Passage provided
So, like the Model T, it takes some relatively long amount of time for each instruction to execute start to finish, but we get another product finished at much shorter intervals--ideally once a clock (but see my other answer--modern designs often execute more than one instruction per clock).
A typical modern CPU can execute a number of unrelated instructions (those that don't depend on the same resources) concurrently.
To do that, it typically ends up with a basic structure vaguely like this:
So, we have an instruction stream coming in on the left. We have three decoders, each of which can decode one instruction each clock cycle (but there may be limitations, so complex instructions all have to pass through one decoder, and the other two decoders can only do simple instructions).
From there, the instructions pass into a reorder buffer, which keeps a "scoreboard" of which resources are used by each instruction, and which resources are affected that instruction (where a "resource" would typically be something like a CPU register or a flag in the flags register).

Collected material
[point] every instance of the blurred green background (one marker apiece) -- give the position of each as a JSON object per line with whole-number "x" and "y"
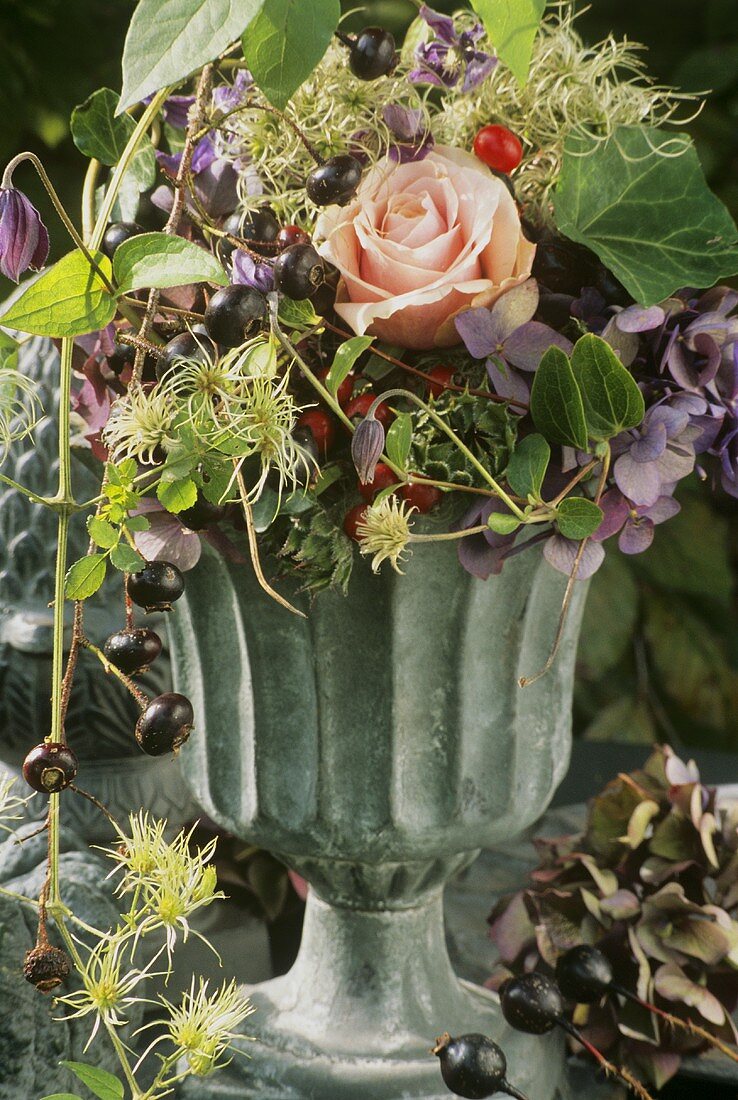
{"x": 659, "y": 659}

Challenge 1
In the passage on CPU instruction execution, what does the reorder buffer keep track of?
Challenge 2
Resume the passage on CPU instruction execution, starting right after its last sentence.

Written reply 1
It keeps a "scoreboard" of which resources each instruction uses and which resources that instruction affects.

Written reply 2
The circuitry then compares those scoreboards to determine dependencies. For example, if one instruction writes to register 0, and a later one reads from register 0, then those instructions must execute serially. At each clock, it tries to find the N oldest instructions that don't have dependencies for execution.
There are then a number of independent execution units. Each of these is basically a "pure" function--it takes some inputs, carries out a specified transformation on it, and produces an output. This makes it easy to replicate them as needed, and have as many running in parallel as we want/can afford. Those are typically grouped, with one port going to each group. In each clock, we can send one instruction through that port to one of the execution units in that group. Once an instruction arrives at the execution unit, it may take more than one clock to finish execution.
Once those execute, we have a set of retirement units that take the results, and write them back to the registers in execution order. Again we have multiple units so we can retire multiple instructions per clock.
Note: this drawing tries to be semi-realistic about the rough number of decoders, retirement units, and ports that it depicts, but what it shows is a general idea--different CPUs will have more or fewer specific resources. For almost any of them, the number of decoded instructions in the scoreboard units is low though--a realistic number would be more like 50 instructions.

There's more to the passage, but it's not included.